### O QUE SE ESPERA
Transcreva sem alterações o trecho do texto sobre os cachês de cantores sertanejos pagos por prefeituras, começando em "Alguns artistas passaram" e terminando em "CPI do Sertanejo.".

### DOCUMENTO
--- --- ---

Maldizer artistas que se utilizam — ou não — da legislação para financiar seus espetáculos desde sempre foi o jeito que Bolsonaro encontrou para manter sua base digital aguerrida contra o setor cultural. Até que, no mês passado, o sertanejo Zé Neto subiu no palco em Sorriso (MT) e juntou, numa única crítica, a cantora Anitta, sua tatuagem íntima e a Lei Rouanet.
Internautas passaram a divulgar e a questionar os valores de contratos do cantor, que faz dupla com Cristiano, pagos por prefeituras. O escrutínio alcançou outros artistas do ramo que costumam apoiar o chefe do Planalto, e encontrou em Gusttavo Lima seu principal alvo.
Alguns artistas passaram a perder cachês milionários em cidades pequenas e viraram alvo do Ministério Público após as declarações de Zé Neto. E uma declaração de Anitta de que recebeu, e negou, proposta de desvio de verba de prefeitura, ainda culminou na CPI do Sertanejo.
O Ministério Público decidiu investigar, por exemplo, contratos para shows de Gusttavo Lima em cidades como São Luiz, município de oito mil habitantes em Roraima que pagou R$ 800 mil ao cantor. Seu cachê, em outros locais, chegou a mais de R$ 1 milhão.
Os contratos de artistas consagrados por prefeituras são feitos com dispensa de licitação. Também não há limite para os gastos nas contratações diretas, e os valores, que saem dos cofres públicos por meio de emendas parlamentares ou das secretarias, podem ser negociados com o próprio artista, que não precisa detalhar como partilha o cachê com sua equipe.
Já os recursos da Lei Rouanet são captados via renúncia fiscal: a legislação autoriza empresas a investirem até 4% dos valores devidos em tributos para projetos culturais, que precisam ser aprovados, passam por prestação de contas e têm teto orçamentário de R$ 500 mil.

--- --- ---

### DADOS FORNECIDOS
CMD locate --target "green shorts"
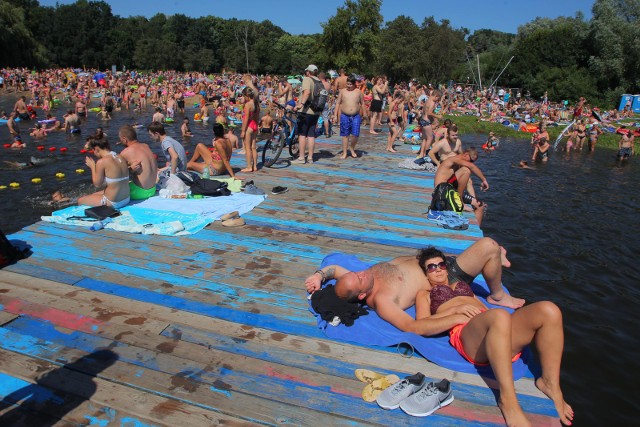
[129,181,156,200]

--- --- ---

### RESPOSTA AO EXERCÍCIO
Alguns artistas passaram a perder cachês milionários em cidades pequenas e viraram alvo do Ministério Público após as declarações de Zé Neto. E uma declaração de Anitta de que recebeu, e negou, proposta de desvio de verba de prefeitura, ainda culminou na CPI do Sertanejo.